Only the lines that hold "pitcher" should be in the answer, each copied from the data below.
▼▼▼
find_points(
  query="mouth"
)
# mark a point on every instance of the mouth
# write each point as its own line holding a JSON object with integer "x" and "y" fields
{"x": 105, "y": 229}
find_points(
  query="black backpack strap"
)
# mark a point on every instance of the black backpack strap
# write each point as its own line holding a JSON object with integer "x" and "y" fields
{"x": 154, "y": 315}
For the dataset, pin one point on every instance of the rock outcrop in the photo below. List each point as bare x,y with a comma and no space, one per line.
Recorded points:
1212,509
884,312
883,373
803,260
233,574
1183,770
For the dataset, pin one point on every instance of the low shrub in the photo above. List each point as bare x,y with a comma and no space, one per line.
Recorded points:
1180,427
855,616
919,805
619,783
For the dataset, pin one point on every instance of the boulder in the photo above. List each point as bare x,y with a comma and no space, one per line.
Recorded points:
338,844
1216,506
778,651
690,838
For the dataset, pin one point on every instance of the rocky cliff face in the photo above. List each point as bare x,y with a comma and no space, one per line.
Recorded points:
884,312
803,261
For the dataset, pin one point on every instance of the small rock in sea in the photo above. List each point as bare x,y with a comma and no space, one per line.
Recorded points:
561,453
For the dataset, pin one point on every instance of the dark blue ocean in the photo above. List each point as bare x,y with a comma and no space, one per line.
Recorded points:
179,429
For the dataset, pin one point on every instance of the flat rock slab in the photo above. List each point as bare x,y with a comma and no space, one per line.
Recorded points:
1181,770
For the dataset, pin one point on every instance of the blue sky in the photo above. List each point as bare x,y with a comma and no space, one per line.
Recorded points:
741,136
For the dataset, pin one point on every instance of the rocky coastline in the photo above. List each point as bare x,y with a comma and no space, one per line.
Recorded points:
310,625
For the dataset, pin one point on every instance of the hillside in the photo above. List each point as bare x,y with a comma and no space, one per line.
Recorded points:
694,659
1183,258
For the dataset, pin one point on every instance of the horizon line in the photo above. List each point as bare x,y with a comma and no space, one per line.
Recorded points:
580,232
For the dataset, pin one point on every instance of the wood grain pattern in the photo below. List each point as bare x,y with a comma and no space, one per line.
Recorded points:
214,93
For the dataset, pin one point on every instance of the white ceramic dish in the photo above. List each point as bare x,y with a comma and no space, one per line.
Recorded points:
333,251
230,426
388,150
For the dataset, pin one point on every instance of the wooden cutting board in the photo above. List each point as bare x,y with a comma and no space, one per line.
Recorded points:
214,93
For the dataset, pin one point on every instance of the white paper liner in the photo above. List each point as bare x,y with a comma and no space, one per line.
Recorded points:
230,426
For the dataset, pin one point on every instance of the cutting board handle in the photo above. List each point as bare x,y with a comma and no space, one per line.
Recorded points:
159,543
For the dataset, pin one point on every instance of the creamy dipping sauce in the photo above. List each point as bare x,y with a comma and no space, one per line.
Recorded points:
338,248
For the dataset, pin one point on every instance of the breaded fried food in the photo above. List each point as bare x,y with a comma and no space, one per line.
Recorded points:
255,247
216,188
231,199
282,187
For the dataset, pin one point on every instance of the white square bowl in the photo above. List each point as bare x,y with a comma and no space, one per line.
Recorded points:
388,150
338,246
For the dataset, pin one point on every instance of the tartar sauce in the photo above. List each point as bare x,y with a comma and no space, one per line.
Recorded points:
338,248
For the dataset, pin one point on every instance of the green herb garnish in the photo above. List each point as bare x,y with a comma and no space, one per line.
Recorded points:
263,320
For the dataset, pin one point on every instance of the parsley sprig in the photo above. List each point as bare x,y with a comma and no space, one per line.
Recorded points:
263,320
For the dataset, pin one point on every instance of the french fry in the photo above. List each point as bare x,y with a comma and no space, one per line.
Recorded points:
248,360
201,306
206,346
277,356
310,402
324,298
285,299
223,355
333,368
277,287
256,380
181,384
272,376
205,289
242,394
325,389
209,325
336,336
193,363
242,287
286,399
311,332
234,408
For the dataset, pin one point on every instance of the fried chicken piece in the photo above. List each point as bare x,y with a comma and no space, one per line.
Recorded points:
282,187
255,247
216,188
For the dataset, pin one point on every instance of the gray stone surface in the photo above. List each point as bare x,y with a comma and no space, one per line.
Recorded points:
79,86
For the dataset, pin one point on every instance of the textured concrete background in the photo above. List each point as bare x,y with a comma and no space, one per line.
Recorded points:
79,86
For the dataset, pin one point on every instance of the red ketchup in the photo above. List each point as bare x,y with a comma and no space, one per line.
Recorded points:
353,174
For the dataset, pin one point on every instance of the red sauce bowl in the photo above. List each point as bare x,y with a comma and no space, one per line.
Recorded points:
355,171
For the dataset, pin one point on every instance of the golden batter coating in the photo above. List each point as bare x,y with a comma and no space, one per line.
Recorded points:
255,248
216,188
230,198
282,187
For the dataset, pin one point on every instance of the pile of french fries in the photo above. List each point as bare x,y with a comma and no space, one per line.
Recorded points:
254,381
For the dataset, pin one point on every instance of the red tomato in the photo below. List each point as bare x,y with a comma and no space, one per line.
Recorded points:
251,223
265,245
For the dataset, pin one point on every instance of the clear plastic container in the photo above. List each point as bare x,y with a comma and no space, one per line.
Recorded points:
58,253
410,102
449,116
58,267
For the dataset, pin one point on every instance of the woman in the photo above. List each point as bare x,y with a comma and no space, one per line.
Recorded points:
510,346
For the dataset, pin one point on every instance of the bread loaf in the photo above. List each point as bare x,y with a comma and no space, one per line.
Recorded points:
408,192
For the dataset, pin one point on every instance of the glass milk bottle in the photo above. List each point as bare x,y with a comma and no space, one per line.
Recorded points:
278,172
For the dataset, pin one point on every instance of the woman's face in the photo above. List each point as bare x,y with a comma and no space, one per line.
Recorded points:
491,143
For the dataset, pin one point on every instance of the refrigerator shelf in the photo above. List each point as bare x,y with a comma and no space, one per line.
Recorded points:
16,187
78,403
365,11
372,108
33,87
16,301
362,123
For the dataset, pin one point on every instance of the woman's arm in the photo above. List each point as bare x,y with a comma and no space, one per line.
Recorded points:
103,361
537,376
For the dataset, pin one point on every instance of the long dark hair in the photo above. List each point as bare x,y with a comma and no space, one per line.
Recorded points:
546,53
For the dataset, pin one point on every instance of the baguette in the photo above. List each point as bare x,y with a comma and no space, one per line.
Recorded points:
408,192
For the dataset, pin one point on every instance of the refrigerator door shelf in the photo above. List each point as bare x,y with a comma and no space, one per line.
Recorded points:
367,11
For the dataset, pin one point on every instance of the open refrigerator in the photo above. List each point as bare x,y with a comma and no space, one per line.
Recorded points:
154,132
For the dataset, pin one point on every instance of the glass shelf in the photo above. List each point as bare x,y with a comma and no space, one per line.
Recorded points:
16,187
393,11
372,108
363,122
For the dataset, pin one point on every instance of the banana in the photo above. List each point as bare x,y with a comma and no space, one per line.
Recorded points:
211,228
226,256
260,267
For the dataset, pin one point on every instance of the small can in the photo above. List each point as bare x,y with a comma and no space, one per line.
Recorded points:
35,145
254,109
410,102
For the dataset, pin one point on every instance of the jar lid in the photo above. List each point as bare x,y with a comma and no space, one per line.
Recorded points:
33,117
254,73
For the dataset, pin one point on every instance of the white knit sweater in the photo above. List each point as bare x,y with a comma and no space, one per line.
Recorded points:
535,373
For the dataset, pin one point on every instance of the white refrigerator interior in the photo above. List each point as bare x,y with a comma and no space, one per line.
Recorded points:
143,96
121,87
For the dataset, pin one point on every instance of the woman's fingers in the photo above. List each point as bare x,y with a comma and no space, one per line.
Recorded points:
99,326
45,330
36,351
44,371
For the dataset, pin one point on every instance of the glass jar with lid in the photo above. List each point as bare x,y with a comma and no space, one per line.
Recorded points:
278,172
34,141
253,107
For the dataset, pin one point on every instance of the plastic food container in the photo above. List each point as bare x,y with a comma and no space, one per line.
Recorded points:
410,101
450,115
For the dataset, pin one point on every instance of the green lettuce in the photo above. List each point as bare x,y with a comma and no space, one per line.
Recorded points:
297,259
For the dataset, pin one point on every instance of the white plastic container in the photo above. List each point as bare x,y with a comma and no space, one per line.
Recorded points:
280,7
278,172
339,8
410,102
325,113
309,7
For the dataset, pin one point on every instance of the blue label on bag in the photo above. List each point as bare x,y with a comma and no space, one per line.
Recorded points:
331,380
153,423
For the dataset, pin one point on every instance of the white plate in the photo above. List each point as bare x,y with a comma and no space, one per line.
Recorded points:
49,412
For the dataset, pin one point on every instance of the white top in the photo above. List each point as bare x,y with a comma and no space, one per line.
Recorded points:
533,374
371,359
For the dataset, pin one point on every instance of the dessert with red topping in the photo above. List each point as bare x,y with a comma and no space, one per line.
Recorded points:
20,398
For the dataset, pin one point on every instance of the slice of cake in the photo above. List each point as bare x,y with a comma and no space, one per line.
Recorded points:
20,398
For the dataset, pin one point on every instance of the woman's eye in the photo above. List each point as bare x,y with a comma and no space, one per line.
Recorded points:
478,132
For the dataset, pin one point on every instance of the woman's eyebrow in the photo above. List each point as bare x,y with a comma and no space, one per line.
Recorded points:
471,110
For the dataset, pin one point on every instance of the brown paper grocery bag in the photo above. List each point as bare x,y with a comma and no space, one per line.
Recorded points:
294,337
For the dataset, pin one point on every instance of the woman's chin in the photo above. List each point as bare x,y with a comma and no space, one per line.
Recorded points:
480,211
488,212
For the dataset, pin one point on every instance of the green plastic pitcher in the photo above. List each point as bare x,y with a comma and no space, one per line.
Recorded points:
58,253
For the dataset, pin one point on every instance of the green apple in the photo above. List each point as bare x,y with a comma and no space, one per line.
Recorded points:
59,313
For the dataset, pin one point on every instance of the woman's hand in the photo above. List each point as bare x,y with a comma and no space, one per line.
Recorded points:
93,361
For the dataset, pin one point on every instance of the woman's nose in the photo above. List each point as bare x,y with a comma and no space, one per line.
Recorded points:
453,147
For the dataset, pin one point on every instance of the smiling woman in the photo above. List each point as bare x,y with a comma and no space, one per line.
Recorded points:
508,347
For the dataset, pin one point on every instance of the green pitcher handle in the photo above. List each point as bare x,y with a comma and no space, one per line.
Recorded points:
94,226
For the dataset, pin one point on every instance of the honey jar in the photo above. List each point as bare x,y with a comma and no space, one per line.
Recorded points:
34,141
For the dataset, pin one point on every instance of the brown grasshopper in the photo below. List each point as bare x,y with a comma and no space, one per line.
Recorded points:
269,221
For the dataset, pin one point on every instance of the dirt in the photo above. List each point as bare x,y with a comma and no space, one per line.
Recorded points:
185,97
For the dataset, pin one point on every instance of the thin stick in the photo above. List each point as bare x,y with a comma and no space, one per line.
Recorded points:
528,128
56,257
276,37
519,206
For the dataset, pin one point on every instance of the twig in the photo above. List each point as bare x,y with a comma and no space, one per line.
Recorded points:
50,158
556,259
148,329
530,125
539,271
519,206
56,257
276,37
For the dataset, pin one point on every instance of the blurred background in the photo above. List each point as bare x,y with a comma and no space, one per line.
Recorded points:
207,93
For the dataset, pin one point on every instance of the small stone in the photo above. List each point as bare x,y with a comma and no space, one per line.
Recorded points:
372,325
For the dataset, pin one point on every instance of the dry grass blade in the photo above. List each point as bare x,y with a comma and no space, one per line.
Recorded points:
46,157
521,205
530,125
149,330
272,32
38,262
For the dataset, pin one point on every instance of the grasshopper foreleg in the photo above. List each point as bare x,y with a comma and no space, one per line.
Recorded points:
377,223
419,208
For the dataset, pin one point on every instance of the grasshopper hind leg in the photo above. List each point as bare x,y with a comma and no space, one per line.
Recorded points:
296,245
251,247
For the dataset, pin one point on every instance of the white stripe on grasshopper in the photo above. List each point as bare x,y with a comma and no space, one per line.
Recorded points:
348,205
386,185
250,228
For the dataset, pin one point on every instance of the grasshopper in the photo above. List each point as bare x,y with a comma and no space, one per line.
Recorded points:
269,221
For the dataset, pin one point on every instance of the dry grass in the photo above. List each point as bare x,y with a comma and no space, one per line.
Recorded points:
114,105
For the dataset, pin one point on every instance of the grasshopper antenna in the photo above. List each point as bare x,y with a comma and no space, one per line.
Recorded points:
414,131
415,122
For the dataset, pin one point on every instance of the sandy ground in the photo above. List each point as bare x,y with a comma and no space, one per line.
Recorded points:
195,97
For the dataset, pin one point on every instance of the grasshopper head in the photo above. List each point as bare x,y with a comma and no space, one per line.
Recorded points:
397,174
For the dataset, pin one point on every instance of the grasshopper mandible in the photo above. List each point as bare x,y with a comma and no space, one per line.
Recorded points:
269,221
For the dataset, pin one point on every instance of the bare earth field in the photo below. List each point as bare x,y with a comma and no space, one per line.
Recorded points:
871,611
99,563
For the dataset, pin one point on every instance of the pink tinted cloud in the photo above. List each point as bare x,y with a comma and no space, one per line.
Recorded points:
▲▲▲
▶ _RESULT FOR THIS EXERCISE_
For the dataset, pin one point on every instance of the green plastic pitcher in the photo above. List each point as bare x,y with a comma and no space, one per line.
For the dataset, pin one point on every instance of the green pitcher handle in the photo above. List each point as bare x,y with a comma and no space, one per line.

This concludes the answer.